Request —
Leave out every picture, and restate word for word only the lines from the one containing "Target: green seed pod" through the end of the material.

+-------+

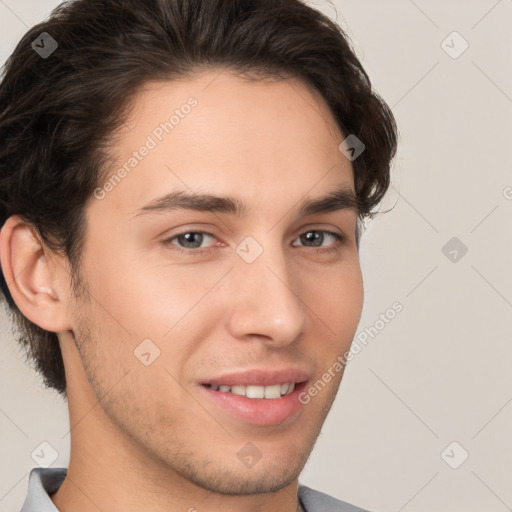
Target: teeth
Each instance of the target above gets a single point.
(269, 392)
(273, 391)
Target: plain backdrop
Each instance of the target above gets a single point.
(423, 418)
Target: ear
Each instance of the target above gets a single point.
(35, 279)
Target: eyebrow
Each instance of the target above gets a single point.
(339, 199)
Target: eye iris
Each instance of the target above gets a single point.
(313, 236)
(188, 238)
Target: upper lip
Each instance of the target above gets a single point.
(259, 377)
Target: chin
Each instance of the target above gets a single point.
(246, 481)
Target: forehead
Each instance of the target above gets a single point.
(264, 142)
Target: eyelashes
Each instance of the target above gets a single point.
(182, 237)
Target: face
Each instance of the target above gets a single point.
(193, 305)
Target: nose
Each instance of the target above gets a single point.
(265, 301)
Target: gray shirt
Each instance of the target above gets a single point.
(45, 481)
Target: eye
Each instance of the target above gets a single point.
(317, 237)
(190, 241)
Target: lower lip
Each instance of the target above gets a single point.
(258, 411)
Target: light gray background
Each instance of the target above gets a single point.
(439, 372)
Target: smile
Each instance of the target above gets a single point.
(254, 391)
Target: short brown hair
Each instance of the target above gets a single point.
(56, 113)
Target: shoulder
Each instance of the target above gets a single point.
(42, 483)
(315, 501)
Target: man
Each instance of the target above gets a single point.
(182, 185)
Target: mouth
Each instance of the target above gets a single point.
(257, 397)
(254, 391)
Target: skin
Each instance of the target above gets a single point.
(145, 436)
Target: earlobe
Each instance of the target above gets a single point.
(32, 279)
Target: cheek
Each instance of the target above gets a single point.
(337, 300)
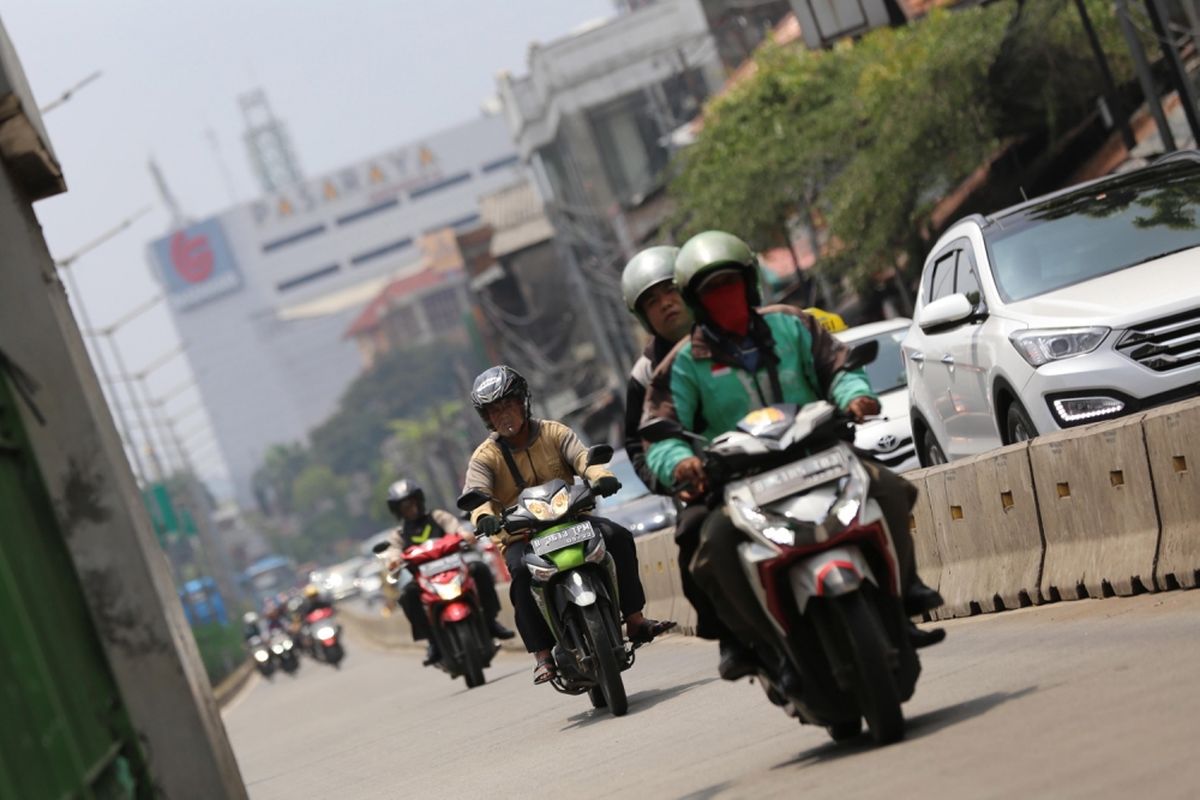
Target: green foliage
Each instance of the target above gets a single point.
(869, 137)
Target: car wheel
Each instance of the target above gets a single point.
(1018, 425)
(931, 451)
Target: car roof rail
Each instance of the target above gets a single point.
(1177, 155)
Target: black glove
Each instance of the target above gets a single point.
(606, 486)
(489, 524)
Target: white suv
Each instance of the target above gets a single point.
(1071, 308)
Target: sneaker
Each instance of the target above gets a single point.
(737, 661)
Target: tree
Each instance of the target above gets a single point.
(868, 137)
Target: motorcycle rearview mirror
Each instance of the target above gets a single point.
(861, 355)
(472, 499)
(599, 455)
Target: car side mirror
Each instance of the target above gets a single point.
(599, 455)
(472, 499)
(862, 354)
(945, 312)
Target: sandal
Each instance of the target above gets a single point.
(649, 629)
(544, 671)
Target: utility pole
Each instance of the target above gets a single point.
(1144, 76)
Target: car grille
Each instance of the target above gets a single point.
(1164, 344)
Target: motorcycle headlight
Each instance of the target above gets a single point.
(545, 511)
(1039, 347)
(450, 589)
(541, 573)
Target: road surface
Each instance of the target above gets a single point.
(1084, 699)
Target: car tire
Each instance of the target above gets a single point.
(931, 453)
(1018, 425)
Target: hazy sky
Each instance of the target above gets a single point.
(349, 78)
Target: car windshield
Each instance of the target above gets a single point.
(887, 372)
(631, 486)
(1095, 232)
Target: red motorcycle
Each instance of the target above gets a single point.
(450, 599)
(324, 635)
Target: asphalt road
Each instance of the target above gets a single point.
(1085, 699)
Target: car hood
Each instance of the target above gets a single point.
(1116, 300)
(647, 512)
(893, 422)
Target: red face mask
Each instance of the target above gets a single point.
(727, 307)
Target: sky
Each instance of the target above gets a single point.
(348, 78)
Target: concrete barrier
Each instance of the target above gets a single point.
(654, 557)
(921, 528)
(987, 533)
(1098, 515)
(1173, 446)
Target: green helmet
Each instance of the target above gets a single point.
(711, 251)
(649, 268)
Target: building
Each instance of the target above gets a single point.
(265, 294)
(593, 118)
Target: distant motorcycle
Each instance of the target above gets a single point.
(324, 637)
(441, 567)
(574, 583)
(283, 649)
(822, 560)
(262, 654)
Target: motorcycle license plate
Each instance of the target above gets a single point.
(798, 476)
(443, 564)
(561, 539)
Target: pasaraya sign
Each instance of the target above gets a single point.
(196, 264)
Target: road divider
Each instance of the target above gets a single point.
(1173, 445)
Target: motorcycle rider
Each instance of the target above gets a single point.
(406, 501)
(739, 358)
(526, 451)
(647, 284)
(250, 629)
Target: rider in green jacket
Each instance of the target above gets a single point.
(741, 358)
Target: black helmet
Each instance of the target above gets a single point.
(495, 384)
(402, 491)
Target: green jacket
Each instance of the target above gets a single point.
(706, 390)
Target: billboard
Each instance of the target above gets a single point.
(196, 264)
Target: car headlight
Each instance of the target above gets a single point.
(545, 511)
(1042, 347)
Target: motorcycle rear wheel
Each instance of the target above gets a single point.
(607, 673)
(472, 667)
(875, 686)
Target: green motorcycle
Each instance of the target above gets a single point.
(574, 584)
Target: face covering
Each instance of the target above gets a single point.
(727, 307)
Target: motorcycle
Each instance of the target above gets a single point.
(262, 654)
(820, 557)
(283, 649)
(324, 633)
(574, 584)
(457, 625)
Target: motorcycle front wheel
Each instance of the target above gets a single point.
(599, 639)
(462, 641)
(875, 686)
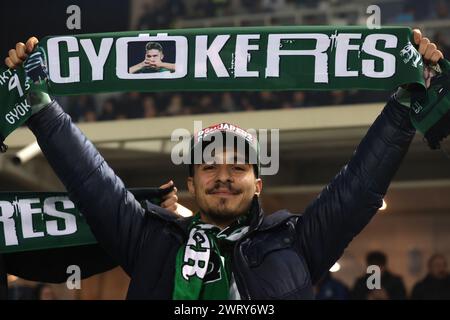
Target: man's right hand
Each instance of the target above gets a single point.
(18, 55)
(35, 70)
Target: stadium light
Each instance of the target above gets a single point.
(26, 154)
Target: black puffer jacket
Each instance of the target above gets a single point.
(283, 254)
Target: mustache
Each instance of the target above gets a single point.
(221, 185)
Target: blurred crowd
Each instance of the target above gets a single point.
(435, 285)
(164, 13)
(135, 105)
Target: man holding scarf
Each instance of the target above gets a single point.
(230, 249)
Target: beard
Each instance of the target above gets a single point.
(225, 209)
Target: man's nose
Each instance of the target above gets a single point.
(224, 173)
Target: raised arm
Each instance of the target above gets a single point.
(352, 198)
(114, 216)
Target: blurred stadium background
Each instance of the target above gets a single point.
(319, 131)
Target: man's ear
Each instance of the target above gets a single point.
(258, 186)
(190, 183)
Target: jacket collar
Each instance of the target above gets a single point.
(258, 220)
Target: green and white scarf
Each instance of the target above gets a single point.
(31, 221)
(203, 267)
(219, 59)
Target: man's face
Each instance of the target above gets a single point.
(153, 57)
(224, 188)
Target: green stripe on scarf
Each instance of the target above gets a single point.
(203, 269)
(43, 220)
(220, 59)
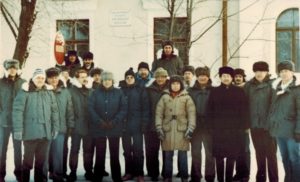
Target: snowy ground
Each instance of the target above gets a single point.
(10, 166)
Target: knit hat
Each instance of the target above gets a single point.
(107, 75)
(202, 71)
(226, 70)
(88, 55)
(160, 72)
(143, 65)
(95, 71)
(51, 72)
(285, 65)
(10, 63)
(38, 72)
(129, 72)
(189, 68)
(260, 66)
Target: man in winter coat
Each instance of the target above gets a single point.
(80, 93)
(202, 134)
(36, 122)
(108, 109)
(259, 92)
(243, 160)
(284, 119)
(152, 142)
(227, 111)
(169, 61)
(10, 84)
(132, 138)
(66, 123)
(175, 121)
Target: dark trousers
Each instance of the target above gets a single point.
(38, 151)
(198, 138)
(114, 157)
(4, 139)
(87, 152)
(265, 149)
(220, 163)
(152, 144)
(243, 159)
(168, 164)
(133, 153)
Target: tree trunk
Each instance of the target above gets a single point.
(27, 18)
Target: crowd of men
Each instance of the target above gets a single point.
(171, 106)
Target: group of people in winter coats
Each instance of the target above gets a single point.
(174, 108)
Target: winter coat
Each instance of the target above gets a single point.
(284, 117)
(65, 108)
(107, 105)
(35, 112)
(173, 65)
(259, 98)
(8, 91)
(200, 98)
(137, 107)
(80, 94)
(227, 112)
(175, 116)
(154, 92)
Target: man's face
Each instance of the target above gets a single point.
(82, 78)
(226, 79)
(260, 75)
(39, 81)
(53, 81)
(238, 79)
(188, 76)
(286, 75)
(12, 71)
(168, 50)
(161, 80)
(202, 79)
(143, 72)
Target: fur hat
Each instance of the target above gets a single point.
(143, 65)
(286, 65)
(260, 66)
(226, 70)
(88, 55)
(189, 68)
(9, 63)
(51, 72)
(129, 72)
(160, 72)
(202, 71)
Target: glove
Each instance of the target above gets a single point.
(54, 134)
(161, 134)
(18, 135)
(188, 134)
(297, 137)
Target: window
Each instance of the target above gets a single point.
(76, 34)
(161, 32)
(287, 37)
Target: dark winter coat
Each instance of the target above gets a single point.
(154, 92)
(8, 91)
(284, 116)
(259, 97)
(173, 65)
(200, 98)
(65, 108)
(80, 94)
(137, 108)
(35, 112)
(227, 111)
(107, 105)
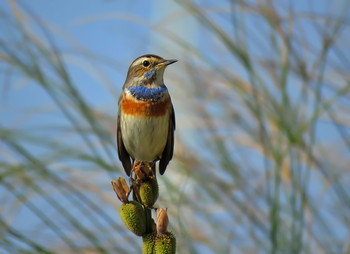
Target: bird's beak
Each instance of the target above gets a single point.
(167, 62)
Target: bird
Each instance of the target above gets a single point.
(146, 117)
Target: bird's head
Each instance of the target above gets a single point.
(147, 70)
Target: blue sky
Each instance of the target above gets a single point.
(99, 39)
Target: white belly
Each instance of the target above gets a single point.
(144, 137)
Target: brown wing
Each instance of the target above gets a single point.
(167, 154)
(123, 155)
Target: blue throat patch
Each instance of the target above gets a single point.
(144, 93)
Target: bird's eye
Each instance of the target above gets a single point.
(145, 63)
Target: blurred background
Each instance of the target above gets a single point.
(261, 94)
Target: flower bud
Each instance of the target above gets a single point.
(165, 243)
(162, 221)
(133, 216)
(148, 243)
(121, 189)
(149, 192)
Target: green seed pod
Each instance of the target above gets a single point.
(149, 192)
(133, 216)
(148, 243)
(165, 244)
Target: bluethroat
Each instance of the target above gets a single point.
(146, 118)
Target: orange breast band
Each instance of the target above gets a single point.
(131, 106)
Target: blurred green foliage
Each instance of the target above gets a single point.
(265, 169)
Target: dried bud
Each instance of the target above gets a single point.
(139, 174)
(149, 192)
(162, 221)
(165, 243)
(121, 189)
(133, 216)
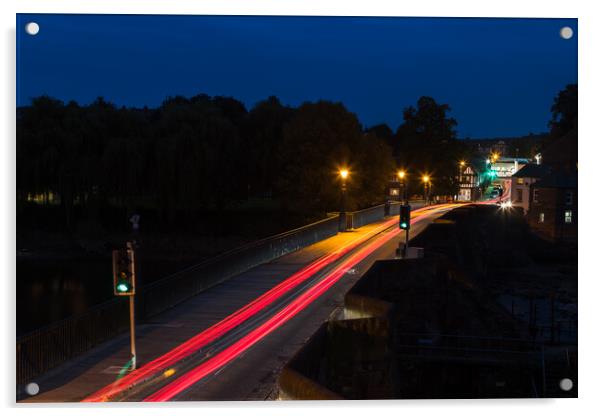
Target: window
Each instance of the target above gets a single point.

+-------+

Exercise solution —
Target: green seed pod
Each instance of the target above gets a single point.
(149, 192)
(133, 216)
(148, 243)
(165, 244)
Target: bluethroat
Each instance of the target above gets a single point.
(146, 118)
Target: orange breast band
Each instance of the target above gets a single point.
(131, 106)
Target: blurred green foliage
Each instance of the target above gets a single point.
(265, 169)
Target: dried bud
Each instance of the target above gets a single point.
(139, 174)
(149, 192)
(162, 221)
(165, 243)
(121, 189)
(133, 216)
Target: window
Each instance of the target above gets a single point.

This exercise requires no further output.